STATED GOAL. Locate every line in the data below that contains the word "white" and copy each of those lines in full. Case counts, so match only that exact capitalization.

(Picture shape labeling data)
***

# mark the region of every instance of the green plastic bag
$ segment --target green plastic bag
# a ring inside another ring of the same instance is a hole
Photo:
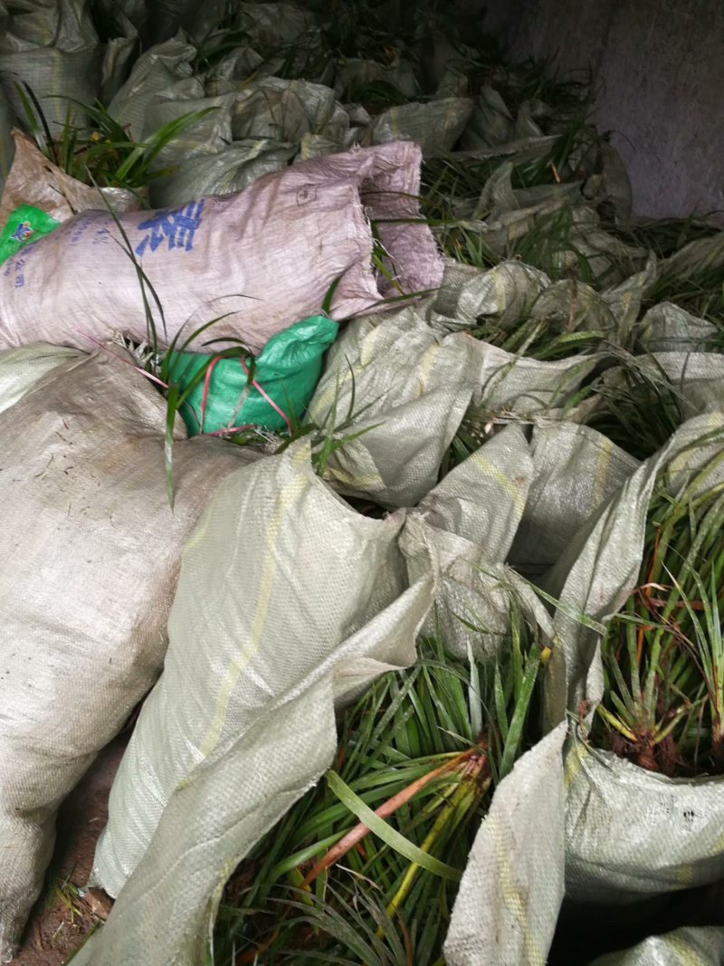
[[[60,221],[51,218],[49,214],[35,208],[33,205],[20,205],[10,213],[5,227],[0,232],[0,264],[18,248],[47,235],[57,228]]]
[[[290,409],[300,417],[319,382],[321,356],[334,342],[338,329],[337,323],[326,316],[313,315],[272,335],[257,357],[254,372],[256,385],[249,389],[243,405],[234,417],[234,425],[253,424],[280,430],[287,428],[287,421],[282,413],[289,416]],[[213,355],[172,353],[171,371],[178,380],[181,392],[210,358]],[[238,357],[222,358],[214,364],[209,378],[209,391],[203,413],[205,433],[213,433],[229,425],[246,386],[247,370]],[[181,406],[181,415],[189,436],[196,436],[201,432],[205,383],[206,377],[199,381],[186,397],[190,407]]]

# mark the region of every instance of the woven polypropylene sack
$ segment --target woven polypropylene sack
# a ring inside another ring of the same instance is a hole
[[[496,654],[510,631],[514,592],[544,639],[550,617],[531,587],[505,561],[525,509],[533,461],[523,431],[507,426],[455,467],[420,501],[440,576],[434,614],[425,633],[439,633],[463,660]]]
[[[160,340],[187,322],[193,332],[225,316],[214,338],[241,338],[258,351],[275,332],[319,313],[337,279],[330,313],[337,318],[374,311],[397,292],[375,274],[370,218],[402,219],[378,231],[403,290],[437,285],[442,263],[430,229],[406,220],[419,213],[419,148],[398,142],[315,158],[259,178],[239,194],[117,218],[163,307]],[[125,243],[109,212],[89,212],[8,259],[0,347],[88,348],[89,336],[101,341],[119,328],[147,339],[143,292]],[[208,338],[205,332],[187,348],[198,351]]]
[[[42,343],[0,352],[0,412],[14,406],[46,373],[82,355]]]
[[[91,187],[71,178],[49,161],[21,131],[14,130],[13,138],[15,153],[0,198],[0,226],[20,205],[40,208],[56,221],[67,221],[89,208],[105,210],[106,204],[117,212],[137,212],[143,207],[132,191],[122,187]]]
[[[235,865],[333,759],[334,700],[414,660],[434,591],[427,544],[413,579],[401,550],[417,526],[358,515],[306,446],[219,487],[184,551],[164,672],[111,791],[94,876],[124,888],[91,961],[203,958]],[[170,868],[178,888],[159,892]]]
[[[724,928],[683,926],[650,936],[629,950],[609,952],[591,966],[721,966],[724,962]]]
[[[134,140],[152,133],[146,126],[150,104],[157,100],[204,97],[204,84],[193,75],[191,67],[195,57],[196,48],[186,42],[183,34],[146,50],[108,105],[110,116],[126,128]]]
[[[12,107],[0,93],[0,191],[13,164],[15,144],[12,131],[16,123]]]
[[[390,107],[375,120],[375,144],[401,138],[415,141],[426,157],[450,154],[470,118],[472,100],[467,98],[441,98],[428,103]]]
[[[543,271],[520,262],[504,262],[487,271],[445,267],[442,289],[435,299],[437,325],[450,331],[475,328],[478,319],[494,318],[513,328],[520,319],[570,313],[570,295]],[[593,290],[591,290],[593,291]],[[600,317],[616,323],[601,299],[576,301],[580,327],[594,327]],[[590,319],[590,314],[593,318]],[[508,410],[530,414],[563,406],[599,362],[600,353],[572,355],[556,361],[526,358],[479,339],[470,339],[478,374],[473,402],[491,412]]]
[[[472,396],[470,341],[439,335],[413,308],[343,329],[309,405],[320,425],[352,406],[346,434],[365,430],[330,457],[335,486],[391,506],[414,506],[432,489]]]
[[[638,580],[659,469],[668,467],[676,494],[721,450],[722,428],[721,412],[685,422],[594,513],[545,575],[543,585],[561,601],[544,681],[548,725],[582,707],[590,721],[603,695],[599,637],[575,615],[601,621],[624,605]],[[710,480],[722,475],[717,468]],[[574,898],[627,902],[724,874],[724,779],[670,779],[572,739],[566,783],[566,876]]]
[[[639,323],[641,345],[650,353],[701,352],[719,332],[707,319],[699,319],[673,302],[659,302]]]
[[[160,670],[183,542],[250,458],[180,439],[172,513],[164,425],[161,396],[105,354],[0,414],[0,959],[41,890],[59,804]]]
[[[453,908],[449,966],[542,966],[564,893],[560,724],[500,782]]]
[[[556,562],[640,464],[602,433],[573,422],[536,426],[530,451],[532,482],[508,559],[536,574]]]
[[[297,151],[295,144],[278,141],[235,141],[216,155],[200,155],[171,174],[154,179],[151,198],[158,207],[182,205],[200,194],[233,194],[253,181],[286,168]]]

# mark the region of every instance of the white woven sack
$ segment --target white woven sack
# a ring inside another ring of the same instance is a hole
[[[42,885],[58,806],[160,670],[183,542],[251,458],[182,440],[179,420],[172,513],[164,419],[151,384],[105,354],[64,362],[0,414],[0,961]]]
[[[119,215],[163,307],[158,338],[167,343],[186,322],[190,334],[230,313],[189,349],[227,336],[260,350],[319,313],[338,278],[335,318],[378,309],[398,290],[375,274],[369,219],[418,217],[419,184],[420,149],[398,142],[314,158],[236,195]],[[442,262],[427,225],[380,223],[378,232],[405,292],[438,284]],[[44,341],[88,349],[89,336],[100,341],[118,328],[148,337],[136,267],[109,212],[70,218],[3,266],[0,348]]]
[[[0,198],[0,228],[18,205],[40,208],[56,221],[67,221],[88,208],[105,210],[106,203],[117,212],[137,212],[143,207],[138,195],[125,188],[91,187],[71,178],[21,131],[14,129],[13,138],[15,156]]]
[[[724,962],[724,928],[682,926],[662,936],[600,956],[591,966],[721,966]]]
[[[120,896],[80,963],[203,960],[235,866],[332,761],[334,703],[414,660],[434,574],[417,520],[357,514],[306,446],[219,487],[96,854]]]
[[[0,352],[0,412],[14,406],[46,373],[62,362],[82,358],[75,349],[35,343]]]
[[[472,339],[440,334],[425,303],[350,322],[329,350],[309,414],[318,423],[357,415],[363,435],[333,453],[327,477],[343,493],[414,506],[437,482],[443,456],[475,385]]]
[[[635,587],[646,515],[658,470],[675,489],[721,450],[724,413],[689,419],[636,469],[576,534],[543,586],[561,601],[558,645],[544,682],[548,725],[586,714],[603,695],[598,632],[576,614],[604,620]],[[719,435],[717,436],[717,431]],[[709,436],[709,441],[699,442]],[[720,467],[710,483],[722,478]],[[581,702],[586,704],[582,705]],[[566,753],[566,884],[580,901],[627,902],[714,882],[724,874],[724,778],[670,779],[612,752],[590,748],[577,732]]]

***

PROBLEM SOLUTION.
# mark the region of every instance of the white woven sack
$ segment --target white woven sack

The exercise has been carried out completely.